--- Seçilmiş metin ---

İşgal güçleri Mescid-i Aksa vaizini tutukladı

​İsrail polisi, Mescidi Aksa'da namaz kılanları yaka paça gözaltına aldı (AFP)
​İsrail polisi, Mescidi Aksa'da namaz kılanları yaka paça gözaltına aldı (AFP)
TT

İşgal güçleri Mescid-i Aksa vaizini tutukladı

​İsrail polisi, Mescidi Aksa'da namaz kılanları yaka paça gözaltına aldı (AFP)
​İsrail polisi, Mescidi Aksa'da namaz kılanları yaka paça gözaltına aldı (AFP)

İşgal atlındaki Filistin toprakları dün (Cuma) bir dizi baskıya sahne oldu. El-Halil şehrindeki Harem-i İbrahim Camisi’nde namaz kılan cemaate saldırıyla başlayan çatışmalar, işgalci yerleşim karşıtı yürüyüşün bastırılması ve Mescid-i Aksa’nın vaizi Şeyh İkrime Sabri’nin tutuklanmasıyla devam ederken, İsrailli bir askeri, aracıyla ezmeye çalıştığı iddia edilen bir gencin öldürülmesiyle doruğa ulaştı.
İsrail güçleri dün Kudüs’te Yüksek İslam Heyeti Başkanı ve aynı zamanda Mescid-i Aksa’nın imamı ve vaizi olan Şeyh İkrime Sabri’yi tutukladı. Sabri’nin ailesi, işgal kuvvetlerinin Kudüs’ün es-Savane Mahallesi’ndeki evlerine baskın yaparak Şeyh İkrime’yi tutukladıklarını açıkladı. Avukat Hamza Kutayne, Şeyh Sabri’nin tutuklanmasının arka planında Kudüs ve Mescid-i Aksa’daki faaliyetlerinin olduğunu, ancak bu faaliyetlerin resmi ve dini bir vazife olduğunu ifade etti. Şeyh Sabri, gözaltına alındığı sırada, bu tutuklamanın kendilerine karşı planlanan bir dizi tutuklama ve tacizin bir parçası olduğunu, “tutuklamanın amacının, Siyonistlerin ihtiraslarına karşı çıkan herkesi Aksa’dan kovmak olduğunu” belirtti. Şeyh Sabri ayrıca, “Bizler Aksa’nın yanındayız. Aksa’nın yanında kalmaya devam edecek ve Aksa’yı savunacağız” dedi.
Dün öğlenden sonra, Ramallah şehrinin kuzey batısındaki Nebi Salih Köyü yakınlarında bulunan Vadi Rayya bölgesinde, kullandığı araca İsrail askerleri tarafından açılan ateş sonucu bir genç hayatını kaybetti. İddiaya göre genç adam, arabayı İsrail askerlerinin üzerine sürdü. Bu sırada işgalcilerin gerçek mermi kullanarak araca ateş açtığı ve doktorlar tarafından yapılan açıklamada gencin vefatının teyit edildiği ifade edildi. Filistinliler, işgalci İsrail kuvvetlerinin genel olarak, kendilerine saldırılması ve işgalci yerleşimleri koruma bahanesi altında Filistinlilerin üzerine ateş açmaya devam ettiklerini vurguluyor.

--- Veri seti içeriği ---

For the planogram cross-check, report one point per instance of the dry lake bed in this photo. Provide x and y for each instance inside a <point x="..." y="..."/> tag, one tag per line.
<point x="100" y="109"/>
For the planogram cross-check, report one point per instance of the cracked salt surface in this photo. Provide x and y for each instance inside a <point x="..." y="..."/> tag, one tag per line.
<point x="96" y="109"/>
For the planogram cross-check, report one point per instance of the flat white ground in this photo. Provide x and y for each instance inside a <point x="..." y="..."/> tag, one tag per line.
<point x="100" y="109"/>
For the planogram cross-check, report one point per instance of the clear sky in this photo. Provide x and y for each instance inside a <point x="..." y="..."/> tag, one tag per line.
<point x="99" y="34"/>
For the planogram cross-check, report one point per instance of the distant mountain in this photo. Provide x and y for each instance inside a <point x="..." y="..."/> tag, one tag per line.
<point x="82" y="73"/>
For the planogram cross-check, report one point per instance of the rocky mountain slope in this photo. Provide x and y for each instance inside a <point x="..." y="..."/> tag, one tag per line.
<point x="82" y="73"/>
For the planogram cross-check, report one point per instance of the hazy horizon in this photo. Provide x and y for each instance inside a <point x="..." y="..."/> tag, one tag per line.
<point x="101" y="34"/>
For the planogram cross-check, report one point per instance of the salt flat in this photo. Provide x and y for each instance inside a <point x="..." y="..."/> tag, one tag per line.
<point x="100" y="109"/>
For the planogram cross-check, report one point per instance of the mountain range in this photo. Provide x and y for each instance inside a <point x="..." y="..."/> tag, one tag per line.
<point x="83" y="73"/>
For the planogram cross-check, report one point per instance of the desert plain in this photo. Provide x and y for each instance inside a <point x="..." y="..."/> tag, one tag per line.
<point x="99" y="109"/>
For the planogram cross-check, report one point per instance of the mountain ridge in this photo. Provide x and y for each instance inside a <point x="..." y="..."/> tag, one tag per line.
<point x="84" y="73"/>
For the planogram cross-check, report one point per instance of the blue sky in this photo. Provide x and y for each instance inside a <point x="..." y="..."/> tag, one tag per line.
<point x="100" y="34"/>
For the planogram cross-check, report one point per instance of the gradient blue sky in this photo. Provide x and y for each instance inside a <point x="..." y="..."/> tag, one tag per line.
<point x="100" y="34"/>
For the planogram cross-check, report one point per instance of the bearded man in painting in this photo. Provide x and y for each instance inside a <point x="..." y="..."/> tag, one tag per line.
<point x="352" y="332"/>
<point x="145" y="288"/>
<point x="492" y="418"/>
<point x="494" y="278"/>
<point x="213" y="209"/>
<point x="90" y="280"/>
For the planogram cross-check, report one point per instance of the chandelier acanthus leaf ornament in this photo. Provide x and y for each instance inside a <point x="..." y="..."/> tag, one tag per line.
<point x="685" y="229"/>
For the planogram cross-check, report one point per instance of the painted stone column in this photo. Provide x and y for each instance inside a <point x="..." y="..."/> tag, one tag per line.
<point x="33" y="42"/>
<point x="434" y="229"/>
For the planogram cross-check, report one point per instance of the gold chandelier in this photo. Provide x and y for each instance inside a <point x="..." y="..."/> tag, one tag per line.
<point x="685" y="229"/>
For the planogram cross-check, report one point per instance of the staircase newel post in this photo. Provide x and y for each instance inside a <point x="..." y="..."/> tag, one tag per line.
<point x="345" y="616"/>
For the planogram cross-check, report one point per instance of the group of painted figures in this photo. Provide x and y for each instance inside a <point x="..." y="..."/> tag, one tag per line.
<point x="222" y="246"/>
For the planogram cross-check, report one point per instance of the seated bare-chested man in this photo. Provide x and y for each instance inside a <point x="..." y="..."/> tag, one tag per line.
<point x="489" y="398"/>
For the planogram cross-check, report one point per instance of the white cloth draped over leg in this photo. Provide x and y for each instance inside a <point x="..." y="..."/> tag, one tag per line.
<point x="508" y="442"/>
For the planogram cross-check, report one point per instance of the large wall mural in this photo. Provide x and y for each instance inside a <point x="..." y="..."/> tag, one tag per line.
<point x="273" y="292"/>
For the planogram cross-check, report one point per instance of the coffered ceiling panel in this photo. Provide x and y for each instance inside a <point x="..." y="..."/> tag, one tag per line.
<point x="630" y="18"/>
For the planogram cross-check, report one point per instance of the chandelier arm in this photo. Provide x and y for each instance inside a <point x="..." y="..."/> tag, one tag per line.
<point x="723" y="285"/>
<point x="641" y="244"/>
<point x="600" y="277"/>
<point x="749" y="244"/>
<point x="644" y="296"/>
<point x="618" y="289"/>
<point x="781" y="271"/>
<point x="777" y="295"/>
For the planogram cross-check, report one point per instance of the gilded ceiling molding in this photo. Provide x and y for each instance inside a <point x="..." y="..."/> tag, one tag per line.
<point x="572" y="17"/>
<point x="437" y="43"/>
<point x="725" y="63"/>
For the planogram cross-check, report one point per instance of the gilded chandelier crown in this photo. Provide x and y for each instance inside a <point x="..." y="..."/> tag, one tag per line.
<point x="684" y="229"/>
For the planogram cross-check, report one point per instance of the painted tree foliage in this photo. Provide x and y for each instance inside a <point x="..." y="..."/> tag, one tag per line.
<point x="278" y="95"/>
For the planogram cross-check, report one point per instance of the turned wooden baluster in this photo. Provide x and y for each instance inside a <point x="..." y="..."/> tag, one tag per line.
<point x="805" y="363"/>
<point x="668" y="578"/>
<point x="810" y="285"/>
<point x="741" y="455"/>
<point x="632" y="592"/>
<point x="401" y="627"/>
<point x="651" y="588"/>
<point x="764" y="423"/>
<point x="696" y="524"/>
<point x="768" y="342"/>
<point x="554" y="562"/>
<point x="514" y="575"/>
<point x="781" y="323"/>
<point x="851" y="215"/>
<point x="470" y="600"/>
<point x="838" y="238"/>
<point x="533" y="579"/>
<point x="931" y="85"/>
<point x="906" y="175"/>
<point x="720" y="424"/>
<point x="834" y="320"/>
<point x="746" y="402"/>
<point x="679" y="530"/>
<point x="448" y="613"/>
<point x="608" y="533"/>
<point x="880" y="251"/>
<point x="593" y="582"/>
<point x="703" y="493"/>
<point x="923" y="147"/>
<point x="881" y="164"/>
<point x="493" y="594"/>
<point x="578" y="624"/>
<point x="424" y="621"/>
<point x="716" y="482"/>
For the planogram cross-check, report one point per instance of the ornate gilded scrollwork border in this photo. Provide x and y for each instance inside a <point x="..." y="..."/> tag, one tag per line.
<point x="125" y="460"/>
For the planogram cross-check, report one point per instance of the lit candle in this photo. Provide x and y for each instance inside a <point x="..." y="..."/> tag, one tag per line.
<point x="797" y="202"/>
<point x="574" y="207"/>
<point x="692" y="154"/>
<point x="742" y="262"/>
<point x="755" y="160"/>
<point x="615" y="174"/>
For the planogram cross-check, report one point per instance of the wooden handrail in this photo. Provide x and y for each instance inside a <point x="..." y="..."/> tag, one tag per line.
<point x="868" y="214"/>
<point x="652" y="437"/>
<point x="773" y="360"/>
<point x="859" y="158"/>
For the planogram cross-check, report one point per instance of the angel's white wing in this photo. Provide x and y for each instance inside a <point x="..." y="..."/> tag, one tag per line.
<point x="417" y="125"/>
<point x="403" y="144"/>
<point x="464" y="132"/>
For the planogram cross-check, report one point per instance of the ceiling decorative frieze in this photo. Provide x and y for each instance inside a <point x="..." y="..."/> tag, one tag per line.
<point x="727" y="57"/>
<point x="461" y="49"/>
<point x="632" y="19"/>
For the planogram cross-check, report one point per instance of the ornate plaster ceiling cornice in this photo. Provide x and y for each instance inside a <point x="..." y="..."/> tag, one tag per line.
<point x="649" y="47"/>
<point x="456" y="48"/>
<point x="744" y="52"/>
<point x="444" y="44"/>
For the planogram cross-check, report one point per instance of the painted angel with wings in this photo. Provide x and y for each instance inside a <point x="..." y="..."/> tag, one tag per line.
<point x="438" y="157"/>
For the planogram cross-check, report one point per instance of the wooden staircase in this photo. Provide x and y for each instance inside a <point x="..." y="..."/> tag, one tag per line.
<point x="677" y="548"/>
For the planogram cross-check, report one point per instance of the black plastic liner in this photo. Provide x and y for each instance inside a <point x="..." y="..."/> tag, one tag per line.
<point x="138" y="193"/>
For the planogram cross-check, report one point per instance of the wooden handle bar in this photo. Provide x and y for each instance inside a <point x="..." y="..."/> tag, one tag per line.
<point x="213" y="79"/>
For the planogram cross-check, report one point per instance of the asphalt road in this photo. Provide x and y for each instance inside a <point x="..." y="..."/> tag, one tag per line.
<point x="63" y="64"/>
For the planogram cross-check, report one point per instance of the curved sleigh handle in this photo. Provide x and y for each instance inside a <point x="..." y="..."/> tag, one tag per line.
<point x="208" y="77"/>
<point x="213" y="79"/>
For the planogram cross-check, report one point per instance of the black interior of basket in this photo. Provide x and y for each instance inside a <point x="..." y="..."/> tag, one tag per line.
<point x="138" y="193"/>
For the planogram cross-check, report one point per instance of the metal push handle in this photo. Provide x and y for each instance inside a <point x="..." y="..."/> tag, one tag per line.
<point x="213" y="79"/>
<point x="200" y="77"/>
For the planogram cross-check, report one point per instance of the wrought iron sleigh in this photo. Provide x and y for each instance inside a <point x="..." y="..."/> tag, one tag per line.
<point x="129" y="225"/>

---

Kısa problem A -> Seçilmiş metinde “bir dizi baskıya sahne oldu” ifadesinin geçtiği paragrafta sayılan olayları metindeki sırasıyla listeleyin.
Kısa problem B ->
Seçilmiş metne göre aşağıdaki soruları yanıtlayın.
(i) Şeyh İkrime Sabri, Kudüs'te hangi heyetin başkanıdır?
(ii) Sabri'nin ailesine göre işgal kuvvetleri hangi mahalledeki evlerine baskın yaptı?
(iii) Gencin hayatını kaybettiği Vadi Rayya bölgesi hangi köyün yakınlarındadır?

Görev sonucu A ->
- El-Halil şehrindeki Harem-i İbrahim Camisi'nde namaz kılan cemaate saldırı
- İşgalci yerleşim karşıtı yürüyüşün bastırılması
- Mescid-i Aksa'nın vaizi Şeyh İkrime Sabri'nin tutuklanması
- Bir İsrail askerini aracıyla ezmeye çalıştığı iddia edilen bir gencin öldürülmesi

Görev sonucu B ->
(i) Yüksek İslam Heyeti
(ii) Kudüs'ün es-Savane Mahallesi
(iii) Ramallah şehrinin kuzey batısındaki Nebi Salih Köyü